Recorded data
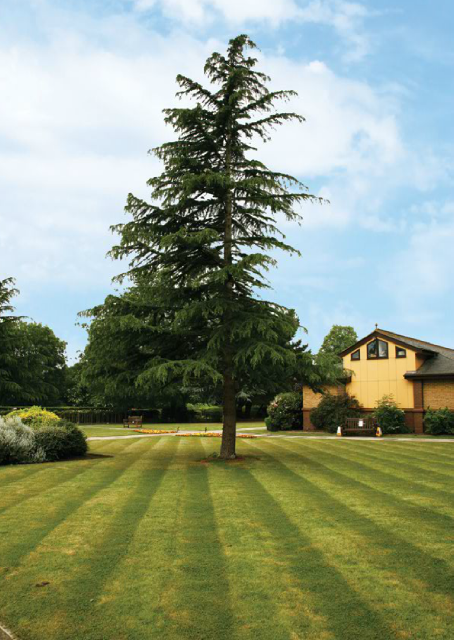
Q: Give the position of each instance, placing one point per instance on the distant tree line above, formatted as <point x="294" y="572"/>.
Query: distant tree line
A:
<point x="126" y="334"/>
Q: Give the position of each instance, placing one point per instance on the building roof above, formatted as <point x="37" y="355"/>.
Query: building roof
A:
<point x="439" y="360"/>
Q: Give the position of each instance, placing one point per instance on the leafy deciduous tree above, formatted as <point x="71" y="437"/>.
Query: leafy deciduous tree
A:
<point x="339" y="338"/>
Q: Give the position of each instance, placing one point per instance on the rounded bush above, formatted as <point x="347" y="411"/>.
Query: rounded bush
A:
<point x="35" y="417"/>
<point x="332" y="411"/>
<point x="389" y="417"/>
<point x="439" y="422"/>
<point x="61" y="442"/>
<point x="285" y="412"/>
<point x="18" y="443"/>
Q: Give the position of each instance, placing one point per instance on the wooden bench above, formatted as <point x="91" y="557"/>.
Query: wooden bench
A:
<point x="133" y="421"/>
<point x="360" y="427"/>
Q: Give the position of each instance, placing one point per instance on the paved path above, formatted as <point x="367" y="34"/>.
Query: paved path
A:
<point x="272" y="437"/>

#### AIM
Write out the data unchanged, from the line containing "on the leafy" through the end of the data, including both of those ends.

#### OUTPUT OF THE EXERCISE
Q: Give the position of each instance, placing one point per instance on the leafy deciduous tree above, formatted as <point x="71" y="437"/>.
Query: leafy deciduous tree
A:
<point x="339" y="338"/>
Q: Give the position of each instance, placing one point per instance on the rounded bush above, formatted as <point x="347" y="411"/>.
Query: rounded bush
A:
<point x="35" y="417"/>
<point x="332" y="411"/>
<point x="389" y="417"/>
<point x="439" y="422"/>
<point x="61" y="442"/>
<point x="285" y="412"/>
<point x="18" y="443"/>
Q: Give the position of each instance, placing one point per instance on the wooden bench above, formatted as <point x="91" y="557"/>.
Query: wooden bench
A:
<point x="133" y="421"/>
<point x="360" y="427"/>
Q: Give the position of each instance, placing one point per instance on the paved path above, formatted as <point x="367" y="34"/>.
Query: paved path
A:
<point x="272" y="437"/>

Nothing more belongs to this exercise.